# [Given text]

········

Book Two of the Taker Trilogy
By Alma Katsu

Reading Group Guide

    This reading group guide for The Reckoning includes an introduction, discussion questions, ideas for enhancing your book club, and a Q&A with author Alma Katsu. The suggested questions are intended to help your reading group find new and interesting angles and topics for your discussion. We hope that these ideas will enrich your conversation and increase your enjoyment of the book.

    Introduction

    In the sequel to Alma Katsu’s riveting debut novel, The Taker, The Reckoning opens with Lanore embarking on a new life—attending a museum exhibit showcasing a collection of her lost nineteenth-century treasures with Luke who has fallen both into her immortal, hidden world and in love. She has seemingly outrun her past and has broken free from Adair’s eternal power, imprisoning him over two hundred years ago. Yet when Adair breaks free from his cell, a treacherous hunt begins; one that will surely end in bloodshed. As Adair regains his strength and struggles to adapt to modernity, he vows vengeance against his once-beloved Lanny. Flashbacks to past centuries, dark magic, and wanton violence pepper The Reckoning as it swells to an intense showdown between Lanny and Adair. In the moment of truth, Adair must choose to put aside his feelings for Lanny in order to exact his revenge, or to forgive her betrayal and try to win back her love.

    Topics & Questions for Discussion

    1. In the beginning of The Reckoning, does Lanny seem like she is living a happy life with Luke? What are her concerns and hesitations about Luke?

    2. Consider the quote Lord Bryon inscribed on Lanny’s fan: “Man’s love is of man’s life a thing apart, ‘tis woman’s whole existence.” What does this quote mean to you? Do you think it foreshadows any future events in the novel?

    3. Do you think Adair deserved to be locked away for two hundred years? Did Lanny have any other choice? Do you feel any sympathy toward Adair? Why or why not?
    4. The Taker begins with Lanny confessing to murdering Jonathan, the eternal love of her life. Do you believe that she should be held to society’s rules and tried for her crime? Or do you think the circumstances excuse her actions?

    5. Do you think Luke made the right decision to follow his heart and run away with Lanny? What did he sacrifice? What would you have done if you were Luke?

    6. When Lanny sensed Adair was pursuing her, do you think she made the right decision to leave Luke? What did this choice tell you about her character?
    7. In your opinion, do you think Lanny is capable of ever really giving her heart to a mortal man, with the knowledge that the man will leave her behind by aging and dying? Do you think she can ever truly love anyone other than Jonathan? In your opinion, do you think it is possible to be in love with different people at the same time?

    8. If given the opportunity, would you choose to live for eternity? Would you consider it a blessing or a curse? How does Lanny view her immortality? Adair? Pendleton?

    9. What does Lanny learn during her time with Savva in the Middle East? How does her ill-fated love affair with Abdul influence her perspective on relationships?

    10. Which do you think would be a worse punishment for Lanny—to be possessed for eternity, like Uzra, or to die? Explain your answer.

    11. Jonathan and Lanny do not spend any time together after his reincarnation. Were you surprised by this turn of events? Do you think they ever had a real chance at reconnecting romantically?

········

(Stored data)
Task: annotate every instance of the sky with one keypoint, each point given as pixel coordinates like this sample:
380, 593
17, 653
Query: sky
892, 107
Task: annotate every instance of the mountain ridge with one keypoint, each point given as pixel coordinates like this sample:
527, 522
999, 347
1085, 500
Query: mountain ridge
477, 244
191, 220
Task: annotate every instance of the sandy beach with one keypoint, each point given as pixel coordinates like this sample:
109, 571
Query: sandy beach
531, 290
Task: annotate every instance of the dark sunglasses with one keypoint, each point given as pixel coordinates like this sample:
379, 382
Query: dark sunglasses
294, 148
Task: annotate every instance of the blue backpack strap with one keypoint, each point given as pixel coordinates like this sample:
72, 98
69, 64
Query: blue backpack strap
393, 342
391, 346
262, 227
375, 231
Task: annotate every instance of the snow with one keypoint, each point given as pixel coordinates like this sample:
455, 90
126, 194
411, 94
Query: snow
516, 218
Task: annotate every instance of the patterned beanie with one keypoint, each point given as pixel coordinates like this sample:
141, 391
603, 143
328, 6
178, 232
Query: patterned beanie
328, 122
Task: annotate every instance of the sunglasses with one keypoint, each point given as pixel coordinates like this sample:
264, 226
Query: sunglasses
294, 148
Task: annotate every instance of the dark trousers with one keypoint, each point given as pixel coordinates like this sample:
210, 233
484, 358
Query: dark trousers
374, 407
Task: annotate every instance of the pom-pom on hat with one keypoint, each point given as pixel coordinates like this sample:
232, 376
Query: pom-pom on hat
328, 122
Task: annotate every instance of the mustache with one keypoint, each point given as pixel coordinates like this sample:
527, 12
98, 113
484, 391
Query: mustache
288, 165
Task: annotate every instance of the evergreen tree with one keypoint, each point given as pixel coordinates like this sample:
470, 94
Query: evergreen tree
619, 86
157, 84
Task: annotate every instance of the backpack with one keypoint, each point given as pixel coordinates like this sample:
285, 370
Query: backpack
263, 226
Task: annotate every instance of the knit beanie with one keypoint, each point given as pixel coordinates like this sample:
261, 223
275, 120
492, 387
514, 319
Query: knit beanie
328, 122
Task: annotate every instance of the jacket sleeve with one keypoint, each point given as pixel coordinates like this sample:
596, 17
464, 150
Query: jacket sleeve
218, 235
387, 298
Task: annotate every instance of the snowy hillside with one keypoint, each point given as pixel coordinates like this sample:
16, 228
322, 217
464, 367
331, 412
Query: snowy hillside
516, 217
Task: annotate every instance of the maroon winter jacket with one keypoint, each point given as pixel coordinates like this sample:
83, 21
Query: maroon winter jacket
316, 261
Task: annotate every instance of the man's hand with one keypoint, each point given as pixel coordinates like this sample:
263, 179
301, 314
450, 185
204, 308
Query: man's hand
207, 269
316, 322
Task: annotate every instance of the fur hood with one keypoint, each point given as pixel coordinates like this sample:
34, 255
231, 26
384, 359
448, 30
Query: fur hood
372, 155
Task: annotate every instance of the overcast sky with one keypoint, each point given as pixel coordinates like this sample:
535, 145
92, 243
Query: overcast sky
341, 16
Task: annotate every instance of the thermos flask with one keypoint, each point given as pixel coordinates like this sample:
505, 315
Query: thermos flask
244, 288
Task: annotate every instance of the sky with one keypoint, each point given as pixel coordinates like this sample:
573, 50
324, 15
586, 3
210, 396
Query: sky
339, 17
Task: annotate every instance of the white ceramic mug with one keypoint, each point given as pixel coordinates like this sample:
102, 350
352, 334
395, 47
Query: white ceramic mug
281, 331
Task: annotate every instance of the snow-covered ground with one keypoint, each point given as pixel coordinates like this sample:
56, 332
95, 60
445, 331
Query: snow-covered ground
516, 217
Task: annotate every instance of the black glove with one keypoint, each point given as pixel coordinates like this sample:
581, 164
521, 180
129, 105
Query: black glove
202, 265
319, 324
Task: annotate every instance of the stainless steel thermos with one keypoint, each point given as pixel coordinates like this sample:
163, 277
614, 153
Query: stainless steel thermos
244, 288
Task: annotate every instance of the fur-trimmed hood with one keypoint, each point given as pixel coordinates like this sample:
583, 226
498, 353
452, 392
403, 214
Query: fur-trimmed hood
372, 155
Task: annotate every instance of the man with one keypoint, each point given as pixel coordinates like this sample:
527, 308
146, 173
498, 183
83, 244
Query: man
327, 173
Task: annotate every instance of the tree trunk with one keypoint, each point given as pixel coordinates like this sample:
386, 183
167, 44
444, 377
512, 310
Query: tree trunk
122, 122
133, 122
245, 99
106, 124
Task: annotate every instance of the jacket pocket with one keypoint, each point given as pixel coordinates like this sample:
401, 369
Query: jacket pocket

········

# [Jobs]
A. Update the stretch of the reading group guide from "4. The Taker" through "the same time?" by putting "choice" in place of "decision", and write out the revised passage.
B. Identify every line of the entries that contains the string "strap", matching case exactly, and copy each of those lines.
The reading group guide and the entries are unrelated to each other.

# [Full answers]
A.
4. The Taker begins with Lanny confessing to murdering Jonathan, the eternal love of her life. Do you believe that she should be held to society’s rules and tried for her crime? Or do you think the circumstances excuse her actions?

    5. Do you think Luke made the right choice to follow his heart and run away with Lanny? What did he sacrifice? What would you have done if you were Luke?

    6. When Lanny sensed Adair was pursuing her, do you think she made the right choice to leave Luke? What did this choice tell you about her character?
    7. In your opinion, do you think Lanny is capable of ever really giving her heart to a mortal man, with the knowledge that the man will leave her behind by aging and dying? Do you think she can ever truly love anyone other than Jonathan? In your opinion, do you think it is possible to be in love with different people at the same time?

B.
Task: annotate every instance of the blue backpack strap with one keypoint, each point given as pixel coordinates like this sample:
Query: blue backpack strap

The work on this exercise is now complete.